RECORDS FOR THIS TASK »
▽

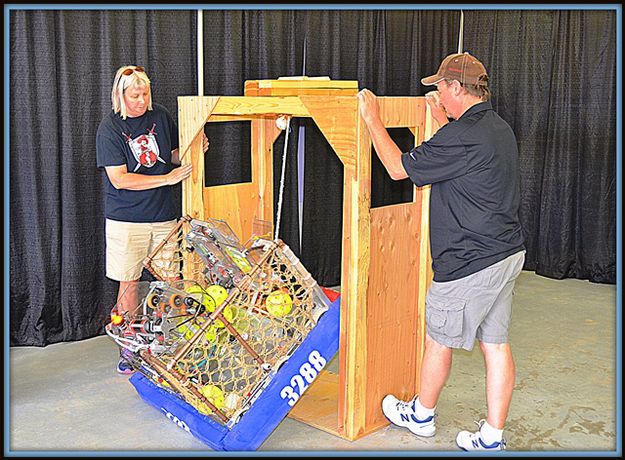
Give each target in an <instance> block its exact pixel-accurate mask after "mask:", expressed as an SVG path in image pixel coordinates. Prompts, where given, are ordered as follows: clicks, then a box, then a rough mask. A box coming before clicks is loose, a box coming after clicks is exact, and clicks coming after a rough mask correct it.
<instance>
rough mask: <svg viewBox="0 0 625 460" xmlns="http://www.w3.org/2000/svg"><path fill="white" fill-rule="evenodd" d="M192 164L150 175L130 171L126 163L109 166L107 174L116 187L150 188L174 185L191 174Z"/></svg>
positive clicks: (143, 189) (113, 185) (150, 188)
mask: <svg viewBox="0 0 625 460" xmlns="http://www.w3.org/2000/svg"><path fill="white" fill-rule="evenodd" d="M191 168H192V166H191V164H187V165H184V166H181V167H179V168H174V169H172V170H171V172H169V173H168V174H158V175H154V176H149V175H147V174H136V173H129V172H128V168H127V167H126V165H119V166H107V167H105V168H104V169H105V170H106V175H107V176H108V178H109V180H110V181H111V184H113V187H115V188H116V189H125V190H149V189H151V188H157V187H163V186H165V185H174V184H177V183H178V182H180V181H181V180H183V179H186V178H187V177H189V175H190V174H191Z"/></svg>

△
▽

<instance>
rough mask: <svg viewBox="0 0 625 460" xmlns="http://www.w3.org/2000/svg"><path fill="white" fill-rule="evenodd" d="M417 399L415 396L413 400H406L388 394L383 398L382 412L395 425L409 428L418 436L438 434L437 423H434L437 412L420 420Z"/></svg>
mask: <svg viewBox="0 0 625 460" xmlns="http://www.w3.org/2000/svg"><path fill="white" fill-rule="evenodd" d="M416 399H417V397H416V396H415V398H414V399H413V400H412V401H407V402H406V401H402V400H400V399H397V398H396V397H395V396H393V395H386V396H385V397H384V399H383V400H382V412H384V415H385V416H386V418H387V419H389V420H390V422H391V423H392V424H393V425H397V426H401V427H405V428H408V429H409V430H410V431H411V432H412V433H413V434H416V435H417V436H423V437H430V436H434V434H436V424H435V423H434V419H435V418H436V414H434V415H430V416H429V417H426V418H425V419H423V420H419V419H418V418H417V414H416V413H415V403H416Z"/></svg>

△

DIRECTIONS » Scan the lines above for "Give each target" and for "164L150 175L130 171L126". Repeat exactly the line holding each of them and every line in between.

RESPONSE »
Give each target in an <instance> block its exact pixel-accurate mask after "mask:", expressed as an SVG path in image pixel coordinates. Prompts, where given, are ordered as follows: clicks, then a box, then a rough mask. A box coming before clicks is loose, a box coming after clicks is exact, and clicks coming after a rough mask correct it.
<instance>
rough mask: <svg viewBox="0 0 625 460" xmlns="http://www.w3.org/2000/svg"><path fill="white" fill-rule="evenodd" d="M192 164L150 175L130 171L126 163L109 166L107 174L116 187L150 188L174 185L191 174Z"/></svg>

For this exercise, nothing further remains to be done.